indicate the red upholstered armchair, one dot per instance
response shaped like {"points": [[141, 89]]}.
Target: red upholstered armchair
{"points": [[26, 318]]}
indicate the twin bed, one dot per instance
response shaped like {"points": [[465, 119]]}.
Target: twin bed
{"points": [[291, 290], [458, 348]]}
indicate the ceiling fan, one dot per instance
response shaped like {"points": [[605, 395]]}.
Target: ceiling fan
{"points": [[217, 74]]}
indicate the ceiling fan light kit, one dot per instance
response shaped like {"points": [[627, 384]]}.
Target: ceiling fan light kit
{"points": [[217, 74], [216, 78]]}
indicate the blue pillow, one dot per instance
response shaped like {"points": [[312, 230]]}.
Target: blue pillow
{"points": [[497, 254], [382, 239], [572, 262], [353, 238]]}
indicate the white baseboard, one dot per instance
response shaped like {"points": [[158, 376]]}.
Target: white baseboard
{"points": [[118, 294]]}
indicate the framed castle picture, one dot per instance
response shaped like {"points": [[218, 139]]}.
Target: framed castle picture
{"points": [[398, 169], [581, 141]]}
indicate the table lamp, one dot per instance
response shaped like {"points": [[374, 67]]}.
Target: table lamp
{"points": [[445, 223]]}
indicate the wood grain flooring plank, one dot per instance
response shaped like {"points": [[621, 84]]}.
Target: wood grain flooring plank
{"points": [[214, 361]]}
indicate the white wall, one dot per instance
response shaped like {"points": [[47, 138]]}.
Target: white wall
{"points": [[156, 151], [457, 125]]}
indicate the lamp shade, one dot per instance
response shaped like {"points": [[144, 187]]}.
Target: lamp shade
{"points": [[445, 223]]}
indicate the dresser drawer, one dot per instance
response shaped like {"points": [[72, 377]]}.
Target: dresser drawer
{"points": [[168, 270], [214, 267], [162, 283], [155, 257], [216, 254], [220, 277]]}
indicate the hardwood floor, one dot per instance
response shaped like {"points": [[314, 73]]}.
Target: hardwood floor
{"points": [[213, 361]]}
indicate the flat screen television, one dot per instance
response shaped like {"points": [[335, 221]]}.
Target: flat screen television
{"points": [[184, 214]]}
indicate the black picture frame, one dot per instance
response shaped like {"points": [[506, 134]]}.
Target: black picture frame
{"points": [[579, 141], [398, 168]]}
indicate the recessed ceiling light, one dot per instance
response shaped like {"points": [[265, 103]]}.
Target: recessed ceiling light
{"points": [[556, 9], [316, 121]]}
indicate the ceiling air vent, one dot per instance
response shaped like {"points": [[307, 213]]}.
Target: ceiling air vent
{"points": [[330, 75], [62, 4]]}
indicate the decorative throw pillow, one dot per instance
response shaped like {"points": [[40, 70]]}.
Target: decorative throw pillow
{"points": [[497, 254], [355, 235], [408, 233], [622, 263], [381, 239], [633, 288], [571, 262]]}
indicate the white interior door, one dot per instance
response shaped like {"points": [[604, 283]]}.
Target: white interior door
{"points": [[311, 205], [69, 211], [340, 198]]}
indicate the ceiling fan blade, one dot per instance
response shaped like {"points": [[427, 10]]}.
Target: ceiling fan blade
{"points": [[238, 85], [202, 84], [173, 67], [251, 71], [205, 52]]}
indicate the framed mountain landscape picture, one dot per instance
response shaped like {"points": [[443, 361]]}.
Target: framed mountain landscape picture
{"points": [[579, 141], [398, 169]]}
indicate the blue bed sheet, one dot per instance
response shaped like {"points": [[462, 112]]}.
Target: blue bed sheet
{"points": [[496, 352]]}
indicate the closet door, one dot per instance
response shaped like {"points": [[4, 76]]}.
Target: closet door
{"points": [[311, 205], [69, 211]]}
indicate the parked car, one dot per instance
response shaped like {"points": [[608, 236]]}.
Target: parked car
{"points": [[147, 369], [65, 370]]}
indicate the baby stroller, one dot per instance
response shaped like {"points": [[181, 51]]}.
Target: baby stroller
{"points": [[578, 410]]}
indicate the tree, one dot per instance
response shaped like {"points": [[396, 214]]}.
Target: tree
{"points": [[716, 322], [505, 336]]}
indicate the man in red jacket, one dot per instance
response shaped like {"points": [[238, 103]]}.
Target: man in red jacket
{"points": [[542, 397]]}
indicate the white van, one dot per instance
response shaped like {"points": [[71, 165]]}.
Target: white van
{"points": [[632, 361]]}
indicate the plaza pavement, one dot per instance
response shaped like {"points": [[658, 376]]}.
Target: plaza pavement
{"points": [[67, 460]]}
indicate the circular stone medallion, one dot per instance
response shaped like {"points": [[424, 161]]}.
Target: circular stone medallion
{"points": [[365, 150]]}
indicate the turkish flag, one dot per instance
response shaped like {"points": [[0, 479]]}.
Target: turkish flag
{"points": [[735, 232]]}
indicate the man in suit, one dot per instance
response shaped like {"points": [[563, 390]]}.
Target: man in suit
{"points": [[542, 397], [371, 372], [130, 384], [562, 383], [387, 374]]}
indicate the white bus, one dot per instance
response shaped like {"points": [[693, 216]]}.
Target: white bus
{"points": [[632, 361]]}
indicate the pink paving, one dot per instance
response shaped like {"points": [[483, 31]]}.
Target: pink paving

TO DO: Would you copy out each record precisely as it stands?

FINAL ANSWER:
indicate the red upholstered armchair, one dot per instance
response shaped like {"points": [[141, 89]]}.
Target: red upholstered armchair
{"points": [[26, 318]]}
indicate the twin bed, one dot per instance
response shaped like {"points": [[465, 119]]}.
Target: twin bed
{"points": [[291, 290], [458, 348]]}
indicate the ceiling fan, one dot per instance
response shaped like {"points": [[605, 395]]}.
Target: ceiling fan
{"points": [[217, 74]]}
indicate the ceiling fan light kit, one dot per instance
response shaped like {"points": [[627, 384]]}.
Target: ceiling fan light kit
{"points": [[217, 74], [216, 78]]}
indicate the blue pillow, one dot per instance
response shaped like {"points": [[312, 230]]}.
Target: blue pillow
{"points": [[497, 254], [382, 239], [572, 262], [353, 238]]}
indicate the white baseboard, one dot per instance
response shaped like {"points": [[158, 376]]}.
Target: white baseboard
{"points": [[118, 294]]}
indicate the framed castle picture, one dot per instance
response shaped like {"points": [[218, 139]]}.
Target: framed castle picture
{"points": [[398, 169], [581, 141]]}
indicate the table lamp, one dot per instance
response shaped like {"points": [[374, 67]]}.
Target: table lamp
{"points": [[445, 223]]}
indicate the wood grain flooring plank, one dot per instance
response shaped like {"points": [[621, 84]]}.
Target: wood grain flooring plank
{"points": [[214, 361]]}
indicate the white wall, one dot per instance
response shaped like {"points": [[47, 138]]}.
Target: white wall
{"points": [[156, 151], [457, 125]]}
indicate the lamp shade, one dot per instance
response shaped like {"points": [[144, 187]]}.
Target: lamp shade
{"points": [[445, 223]]}
indicate the dresser drawer, one dot per instance
response shaped like {"points": [[72, 377]]}.
Target: dresser drawer
{"points": [[168, 270], [214, 267], [162, 283], [155, 257], [216, 254], [220, 277]]}
indicate the hardwood floor, one dot per instance
response shaped like {"points": [[314, 73]]}.
Target: hardwood floor
{"points": [[213, 361]]}
indicate the flat screen television, one dot per instance
response shaped like {"points": [[335, 221]]}.
Target: flat screen television
{"points": [[184, 214]]}
indicate the black picture frame, one dot per instance
response shaped like {"points": [[506, 134]]}.
Target: black picture frame
{"points": [[579, 141], [398, 168]]}
indicate the recessed ceiling light, one dot per instance
response shaped like {"points": [[265, 103]]}.
Target: recessed ceiling light
{"points": [[556, 9], [316, 121]]}
indicate the ceiling air vent, one dot per instance
response shaped like {"points": [[307, 213]]}.
Target: ceiling air vent
{"points": [[330, 75], [62, 4]]}
indicate the decorative throw pillow, one dot per instance
response shaped like {"points": [[40, 70]]}.
Target: decorative throw pillow
{"points": [[497, 254], [355, 235], [408, 233], [622, 263], [381, 239], [633, 288], [571, 262]]}
indicate the white interior door, one dot per instance
response shaped like {"points": [[604, 283]]}.
Target: white interior door
{"points": [[311, 205], [69, 211], [340, 198]]}
indicate the ceiling fan blade, one dot per instance
response shaped like {"points": [[427, 10]]}.
Target: ceiling fan blade
{"points": [[238, 85], [202, 84], [173, 67], [251, 71], [205, 52]]}
indicate the framed mountain landscape picture, one dot per instance
response shaped like {"points": [[443, 361]]}.
Target: framed mountain landscape picture
{"points": [[579, 141], [398, 169]]}
indicate the blue bed sheet, one dot per instance
response shaped like {"points": [[462, 112]]}.
Target: blue bed sheet
{"points": [[496, 352]]}
indicate the closet door, one dot per instance
response shaped like {"points": [[4, 76]]}.
Target: closet door
{"points": [[311, 205], [69, 211]]}
indicate the parked car, one dot per instance
response shaped like {"points": [[608, 236]]}.
Target: parked car
{"points": [[147, 369], [65, 370]]}
indicate the baby stroller, one dot per instance
response shaped like {"points": [[181, 51]]}.
Target: baby stroller
{"points": [[578, 410]]}
indicate the tree, one dot per instance
response shaped like {"points": [[396, 214]]}.
Target: tree
{"points": [[716, 322], [505, 336]]}
indicate the man in red jacket, one dot per instance
response shaped like {"points": [[238, 103]]}.
Target: man in red jacket
{"points": [[542, 397]]}
indicate the white van, one dot per instance
response shaped like {"points": [[71, 165]]}.
Target: white van
{"points": [[632, 361]]}
indicate the plaza pavement, one dot per instance
response shaped like {"points": [[658, 376]]}.
Target: plaza pavement
{"points": [[67, 460]]}
indicate the circular stone medallion, one dot per instance
response shaped like {"points": [[424, 161]]}.
Target: circular stone medallion
{"points": [[365, 150]]}
indicate the turkish flag, one dot per instance
response shaped like {"points": [[0, 479]]}.
Target: turkish flag
{"points": [[735, 232]]}
indicate the man in suit, one dot per instance
response shaped like {"points": [[563, 390]]}.
Target: man in suit
{"points": [[542, 397], [371, 372], [130, 384], [562, 383], [387, 374]]}
indicate the white bus, one dot per instance
response shaped like {"points": [[693, 216]]}.
Target: white bus
{"points": [[632, 361]]}
indicate the pink paving, one dot per instance
response shaped like {"points": [[483, 31]]}.
Target: pink paving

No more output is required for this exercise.